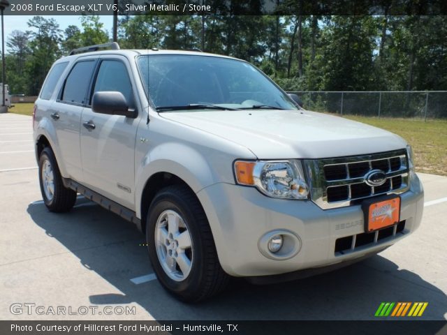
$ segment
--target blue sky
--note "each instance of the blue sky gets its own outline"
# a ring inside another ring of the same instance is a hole
[[[5,15],[5,40],[8,40],[9,34],[13,30],[22,30],[24,31],[29,29],[27,22],[33,16],[27,15]],[[65,29],[71,24],[81,28],[80,16],[79,15],[54,15],[54,16],[45,16],[45,18],[54,18],[60,26],[60,29],[65,30]],[[109,36],[112,35],[112,25],[113,17],[112,15],[101,15],[99,19],[101,22],[104,24],[104,29],[105,29],[109,33]],[[1,45],[0,45],[0,47]],[[5,47],[6,49],[6,47]]]

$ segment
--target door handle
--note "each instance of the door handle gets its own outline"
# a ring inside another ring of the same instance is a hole
[[[89,121],[86,121],[85,122],[84,122],[82,124],[82,126],[84,126],[87,129],[91,129],[91,130],[96,128],[96,126],[95,126],[95,124],[94,124],[93,122],[90,122]]]

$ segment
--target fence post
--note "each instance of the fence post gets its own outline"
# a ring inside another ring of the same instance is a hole
[[[425,115],[424,117],[424,122],[427,122],[427,110],[428,109],[428,91],[425,93]]]
[[[379,92],[379,118],[380,119],[380,109],[382,106],[382,92]]]

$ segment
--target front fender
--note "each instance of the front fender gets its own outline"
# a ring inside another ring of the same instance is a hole
[[[147,181],[156,173],[175,174],[186,183],[194,193],[218,182],[233,181],[234,183],[230,165],[226,169],[221,169],[221,165],[213,168],[210,159],[198,151],[179,142],[163,143],[145,155],[140,162],[135,171],[135,212],[140,218],[143,190]]]

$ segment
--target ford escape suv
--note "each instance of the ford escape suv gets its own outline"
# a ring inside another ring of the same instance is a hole
[[[34,107],[45,204],[67,211],[81,193],[135,224],[159,281],[188,302],[230,276],[333,269],[418,228],[423,191],[407,143],[296,98],[231,57],[73,50]]]

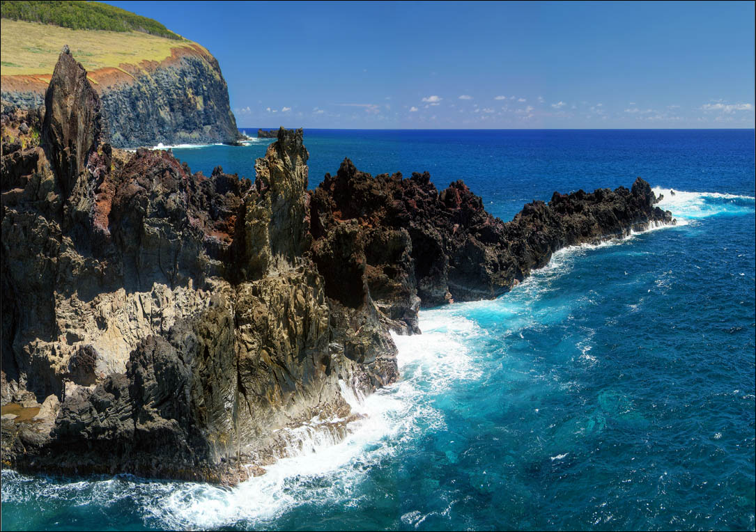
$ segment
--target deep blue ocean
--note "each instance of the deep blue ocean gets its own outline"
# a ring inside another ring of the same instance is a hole
[[[270,141],[174,154],[254,178]],[[401,380],[350,398],[367,417],[338,444],[305,442],[232,489],[4,471],[4,530],[756,527],[753,130],[305,130],[305,144],[311,187],[349,156],[439,188],[463,179],[509,220],[640,175],[679,224],[423,311],[423,333],[395,338]]]

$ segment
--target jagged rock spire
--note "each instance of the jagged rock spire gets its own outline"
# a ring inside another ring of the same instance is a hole
[[[45,94],[43,145],[67,196],[102,136],[100,97],[64,46]]]

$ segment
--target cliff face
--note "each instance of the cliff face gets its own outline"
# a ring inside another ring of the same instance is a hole
[[[43,119],[2,114],[2,447],[22,469],[239,481],[297,431],[343,437],[342,391],[398,378],[389,331],[419,332],[421,303],[494,297],[560,246],[672,222],[640,179],[509,224],[461,182],[348,160],[308,192],[302,130],[255,182],[192,174],[113,149],[67,51],[45,98]]]
[[[197,45],[177,45],[162,61],[88,73],[116,147],[234,142],[240,135],[217,60]],[[4,76],[5,104],[39,108],[50,75]]]
[[[548,204],[529,203],[508,223],[486,212],[462,181],[439,193],[427,172],[373,178],[349,159],[309,193],[313,256],[327,264],[327,293],[356,304],[347,280],[364,282],[384,323],[405,333],[420,332],[421,304],[492,298],[561,248],[674,223],[653,206],[658,200],[640,178],[631,190],[555,192]],[[330,264],[333,243],[345,232],[357,243]]]
[[[334,313],[308,257],[301,130],[252,183],[111,149],[68,53],[46,98],[42,145],[3,147],[4,459],[233,483],[314,418],[343,435],[342,388],[392,382],[395,348],[367,304]]]

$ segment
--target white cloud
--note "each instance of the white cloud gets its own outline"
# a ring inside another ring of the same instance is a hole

▶ _DIRECTIVE_
Rewrite all of the data above, swapping every "instance" for "object" and changing nothing else. Omit the pictures from your answer.

▶ _SOLVED PROBLEM_
$ segment
--target blue sky
--note "each object of the blue sky gets its own outline"
# a ring inside another ring of the same object is a hole
[[[5,15],[5,40],[8,40],[9,34],[13,30],[22,30],[24,31],[29,29],[27,22],[33,16],[27,15]],[[65,29],[71,24],[81,28],[80,16],[79,15],[54,15],[54,16],[45,16],[45,18],[54,18],[60,26],[60,29],[65,30]],[[109,36],[112,35],[112,25],[113,17],[112,15],[101,15],[99,19],[101,22],[104,24],[104,29],[105,29],[109,33]],[[1,45],[0,45],[0,47]],[[5,47],[6,49],[6,47]]]

$ segment
--target door handle
--note "each object of the door handle gets its own outline"
# a ring inside another ring of the same object is a hole
[[[89,121],[86,121],[85,122],[84,122],[82,124],[82,126],[84,126],[87,129],[91,129],[91,130],[96,128],[96,126],[95,126],[95,124],[94,124],[93,122],[90,122]]]

$ segment
--target fence post
--note "each object of the fence post gets its own outline"
# a ring inside another ring of the same object is a hole
[[[425,115],[424,117],[424,122],[427,122],[427,110],[428,109],[428,91],[425,93]]]
[[[379,92],[379,118],[380,119],[380,109],[382,106],[382,92]]]

$ segment
--target front fender
--note "each object of the front fender gets its own outline"
# a ring inside another ring of the same object is a hole
[[[147,181],[156,173],[175,174],[186,183],[194,193],[218,182],[233,181],[234,183],[230,165],[226,169],[221,169],[221,165],[213,168],[210,159],[198,151],[179,142],[163,143],[145,155],[140,162],[135,171],[135,212],[140,218],[143,190]]]

$ segment
--target ford escape suv
--note "each object of the ford escape suv gets its own outline"
# a ring inside another ring of the same object is a hole
[[[34,107],[45,204],[67,211],[81,193],[135,224],[159,281],[188,302],[230,276],[333,269],[418,228],[423,191],[407,143],[296,98],[231,57],[73,50]]]

$ segment
--target deep blue ocean
--note "each object of the deep blue ocean gets its own outline"
# a ring inside another ring of the same object is a hole
[[[270,141],[174,154],[254,178]],[[401,380],[350,398],[367,417],[338,444],[305,442],[232,489],[4,471],[4,530],[756,527],[753,130],[305,130],[305,144],[311,187],[349,156],[439,188],[463,179],[509,220],[640,175],[679,224],[423,311],[423,333],[395,338]]]

$ segment
--target jagged rock spire
--note "each object of the jagged rock spire gets its own outline"
# a ring inside another ring of the same object is a hole
[[[45,94],[43,145],[67,196],[102,136],[100,97],[64,46]]]

$ segment
--target cliff face
--note "each object of the cliff face gets its own outline"
# a ring inside another ring of the same object is a hole
[[[43,119],[2,114],[2,447],[22,469],[239,481],[297,431],[343,437],[342,391],[398,378],[389,331],[419,332],[421,303],[494,297],[560,246],[672,222],[640,179],[509,224],[461,182],[348,160],[308,192],[302,130],[255,182],[192,174],[113,149],[67,51],[45,98]]]
[[[197,45],[177,45],[162,61],[88,73],[116,147],[234,142],[240,135],[217,60]],[[4,76],[5,104],[39,108],[50,75]]]
[[[548,204],[529,203],[508,223],[486,212],[462,181],[439,193],[427,172],[373,178],[349,159],[309,193],[313,256],[327,264],[327,293],[356,304],[347,280],[364,282],[384,323],[405,333],[420,332],[421,304],[492,298],[561,248],[674,223],[653,206],[658,200],[640,178],[631,190],[555,192]],[[330,264],[333,243],[345,232],[357,243]]]
[[[334,313],[308,257],[301,130],[252,183],[111,149],[68,53],[46,98],[42,145],[3,147],[4,459],[233,483],[314,418],[343,435],[342,388],[392,382],[395,348],[367,304]]]

$ segment
--target white cloud
--note "each object of the white cloud gets its own outline"
# a ring inside another ring of the same object is a hole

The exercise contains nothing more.